Data below:

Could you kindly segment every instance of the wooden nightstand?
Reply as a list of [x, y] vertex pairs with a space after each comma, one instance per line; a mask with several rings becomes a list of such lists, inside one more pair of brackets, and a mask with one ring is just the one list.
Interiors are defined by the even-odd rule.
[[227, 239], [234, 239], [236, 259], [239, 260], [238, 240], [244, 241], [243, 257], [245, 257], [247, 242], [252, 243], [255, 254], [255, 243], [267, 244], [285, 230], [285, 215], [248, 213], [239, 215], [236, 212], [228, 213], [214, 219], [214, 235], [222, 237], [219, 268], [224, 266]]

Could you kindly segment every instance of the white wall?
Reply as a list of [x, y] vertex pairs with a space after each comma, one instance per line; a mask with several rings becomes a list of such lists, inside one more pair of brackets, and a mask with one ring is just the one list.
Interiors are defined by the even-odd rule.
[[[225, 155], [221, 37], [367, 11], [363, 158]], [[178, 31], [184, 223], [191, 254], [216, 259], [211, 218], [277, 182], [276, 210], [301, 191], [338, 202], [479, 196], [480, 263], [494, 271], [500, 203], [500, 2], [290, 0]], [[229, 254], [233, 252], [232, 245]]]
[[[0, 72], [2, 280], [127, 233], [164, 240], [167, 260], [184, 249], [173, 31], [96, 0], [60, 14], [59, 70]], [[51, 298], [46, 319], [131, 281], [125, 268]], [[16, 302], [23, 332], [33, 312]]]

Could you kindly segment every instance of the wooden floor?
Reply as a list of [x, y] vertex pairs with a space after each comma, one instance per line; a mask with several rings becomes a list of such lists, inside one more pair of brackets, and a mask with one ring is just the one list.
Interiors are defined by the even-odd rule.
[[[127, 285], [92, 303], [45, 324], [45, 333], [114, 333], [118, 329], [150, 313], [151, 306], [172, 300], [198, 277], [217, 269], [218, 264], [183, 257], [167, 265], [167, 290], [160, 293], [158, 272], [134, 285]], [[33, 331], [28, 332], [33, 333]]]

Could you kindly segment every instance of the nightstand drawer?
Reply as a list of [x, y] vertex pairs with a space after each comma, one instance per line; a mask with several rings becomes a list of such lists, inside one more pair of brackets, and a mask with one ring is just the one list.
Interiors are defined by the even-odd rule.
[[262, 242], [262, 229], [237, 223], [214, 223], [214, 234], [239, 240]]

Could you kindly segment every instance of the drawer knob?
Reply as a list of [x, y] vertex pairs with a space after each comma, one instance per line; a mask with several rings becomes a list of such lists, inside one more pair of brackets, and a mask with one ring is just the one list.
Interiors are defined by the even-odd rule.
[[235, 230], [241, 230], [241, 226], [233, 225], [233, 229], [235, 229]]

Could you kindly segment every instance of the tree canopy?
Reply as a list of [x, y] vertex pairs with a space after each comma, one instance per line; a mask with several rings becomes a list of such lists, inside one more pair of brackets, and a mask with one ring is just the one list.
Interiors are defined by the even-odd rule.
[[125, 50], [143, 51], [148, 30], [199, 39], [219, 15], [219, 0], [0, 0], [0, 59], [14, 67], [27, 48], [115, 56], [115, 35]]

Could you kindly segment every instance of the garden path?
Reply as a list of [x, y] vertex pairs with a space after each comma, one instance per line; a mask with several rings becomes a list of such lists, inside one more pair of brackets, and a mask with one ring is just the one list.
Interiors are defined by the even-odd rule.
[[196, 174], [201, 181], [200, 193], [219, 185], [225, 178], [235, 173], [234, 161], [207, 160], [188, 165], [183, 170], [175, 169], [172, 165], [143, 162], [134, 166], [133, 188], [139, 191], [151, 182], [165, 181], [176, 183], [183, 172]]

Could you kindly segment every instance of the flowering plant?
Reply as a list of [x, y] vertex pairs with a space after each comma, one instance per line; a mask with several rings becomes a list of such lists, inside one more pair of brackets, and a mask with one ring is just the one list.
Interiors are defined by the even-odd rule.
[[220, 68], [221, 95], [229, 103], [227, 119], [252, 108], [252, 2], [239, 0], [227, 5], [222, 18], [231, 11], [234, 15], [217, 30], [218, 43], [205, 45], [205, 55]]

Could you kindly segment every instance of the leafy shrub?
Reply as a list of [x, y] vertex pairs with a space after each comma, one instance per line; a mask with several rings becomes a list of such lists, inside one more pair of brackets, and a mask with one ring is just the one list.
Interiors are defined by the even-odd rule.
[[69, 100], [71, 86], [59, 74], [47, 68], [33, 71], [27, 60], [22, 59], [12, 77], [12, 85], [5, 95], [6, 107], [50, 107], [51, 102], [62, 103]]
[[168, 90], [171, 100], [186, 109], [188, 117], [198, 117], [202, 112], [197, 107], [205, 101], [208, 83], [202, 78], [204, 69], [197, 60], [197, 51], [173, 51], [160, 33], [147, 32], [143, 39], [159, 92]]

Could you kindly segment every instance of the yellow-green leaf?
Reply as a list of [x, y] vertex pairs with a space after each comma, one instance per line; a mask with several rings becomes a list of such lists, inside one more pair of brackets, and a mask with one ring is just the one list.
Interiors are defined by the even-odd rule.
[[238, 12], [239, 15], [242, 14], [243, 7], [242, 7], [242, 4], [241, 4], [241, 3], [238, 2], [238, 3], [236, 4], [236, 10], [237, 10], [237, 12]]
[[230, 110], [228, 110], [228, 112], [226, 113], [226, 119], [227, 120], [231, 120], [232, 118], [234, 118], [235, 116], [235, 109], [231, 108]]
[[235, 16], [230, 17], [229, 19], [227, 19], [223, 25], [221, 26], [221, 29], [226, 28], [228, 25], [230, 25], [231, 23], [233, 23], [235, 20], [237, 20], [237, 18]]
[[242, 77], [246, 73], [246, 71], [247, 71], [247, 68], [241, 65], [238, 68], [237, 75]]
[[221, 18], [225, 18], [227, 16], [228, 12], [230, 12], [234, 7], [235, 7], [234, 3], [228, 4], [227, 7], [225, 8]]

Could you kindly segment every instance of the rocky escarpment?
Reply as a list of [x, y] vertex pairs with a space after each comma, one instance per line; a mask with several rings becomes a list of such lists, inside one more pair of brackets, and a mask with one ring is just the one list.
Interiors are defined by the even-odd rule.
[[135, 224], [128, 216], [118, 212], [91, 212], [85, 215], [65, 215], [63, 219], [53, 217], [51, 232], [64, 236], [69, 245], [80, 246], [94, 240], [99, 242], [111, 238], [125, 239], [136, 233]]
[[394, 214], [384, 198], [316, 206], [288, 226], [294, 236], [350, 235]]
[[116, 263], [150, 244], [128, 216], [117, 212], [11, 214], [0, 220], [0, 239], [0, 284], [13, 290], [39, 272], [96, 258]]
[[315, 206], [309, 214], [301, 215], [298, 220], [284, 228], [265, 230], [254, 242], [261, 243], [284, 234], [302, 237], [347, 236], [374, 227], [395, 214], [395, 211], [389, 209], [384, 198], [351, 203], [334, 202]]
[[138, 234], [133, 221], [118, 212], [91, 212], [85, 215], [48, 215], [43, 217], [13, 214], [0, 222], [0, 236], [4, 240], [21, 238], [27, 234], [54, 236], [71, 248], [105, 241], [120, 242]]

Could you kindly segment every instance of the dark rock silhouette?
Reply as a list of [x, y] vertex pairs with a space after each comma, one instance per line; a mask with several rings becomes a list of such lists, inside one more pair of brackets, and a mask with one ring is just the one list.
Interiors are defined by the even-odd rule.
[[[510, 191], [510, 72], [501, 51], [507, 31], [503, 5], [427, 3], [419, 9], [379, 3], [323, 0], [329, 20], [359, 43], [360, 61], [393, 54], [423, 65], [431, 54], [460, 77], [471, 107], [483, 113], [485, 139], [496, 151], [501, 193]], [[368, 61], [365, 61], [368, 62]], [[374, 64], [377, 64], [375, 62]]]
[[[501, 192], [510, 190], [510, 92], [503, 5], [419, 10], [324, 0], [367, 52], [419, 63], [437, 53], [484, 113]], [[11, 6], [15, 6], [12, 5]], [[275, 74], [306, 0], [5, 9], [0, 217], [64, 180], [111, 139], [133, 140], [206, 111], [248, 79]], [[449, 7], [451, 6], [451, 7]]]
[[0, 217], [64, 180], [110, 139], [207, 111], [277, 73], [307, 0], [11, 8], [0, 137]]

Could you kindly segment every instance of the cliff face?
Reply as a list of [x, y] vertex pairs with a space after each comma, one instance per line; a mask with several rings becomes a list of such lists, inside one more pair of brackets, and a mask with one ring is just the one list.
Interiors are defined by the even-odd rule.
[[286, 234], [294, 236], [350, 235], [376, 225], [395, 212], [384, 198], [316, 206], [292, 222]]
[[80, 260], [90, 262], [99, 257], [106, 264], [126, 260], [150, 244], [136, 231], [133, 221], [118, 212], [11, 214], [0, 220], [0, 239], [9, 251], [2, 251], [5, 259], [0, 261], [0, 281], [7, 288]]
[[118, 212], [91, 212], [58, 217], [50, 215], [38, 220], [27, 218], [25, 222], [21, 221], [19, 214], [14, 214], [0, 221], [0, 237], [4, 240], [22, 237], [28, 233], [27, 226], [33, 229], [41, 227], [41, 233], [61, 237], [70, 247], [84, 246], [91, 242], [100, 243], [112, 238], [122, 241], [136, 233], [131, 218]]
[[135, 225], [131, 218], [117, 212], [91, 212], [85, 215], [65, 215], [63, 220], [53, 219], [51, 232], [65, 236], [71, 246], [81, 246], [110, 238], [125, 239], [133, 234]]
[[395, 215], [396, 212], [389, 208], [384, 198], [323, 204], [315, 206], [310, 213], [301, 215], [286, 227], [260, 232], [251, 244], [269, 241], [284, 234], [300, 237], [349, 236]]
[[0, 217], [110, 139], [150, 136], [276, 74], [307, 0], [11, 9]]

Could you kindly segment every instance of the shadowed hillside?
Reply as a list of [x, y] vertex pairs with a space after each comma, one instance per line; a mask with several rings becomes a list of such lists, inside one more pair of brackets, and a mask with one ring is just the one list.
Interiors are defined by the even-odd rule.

End of Data.

Exercise -
Your task is to copy each line of the material that contains the word "drawer".

Completed task -
Could you kindly segment every instance of the nightstand drawer?
Could you kindly segment every instance of the drawer knob?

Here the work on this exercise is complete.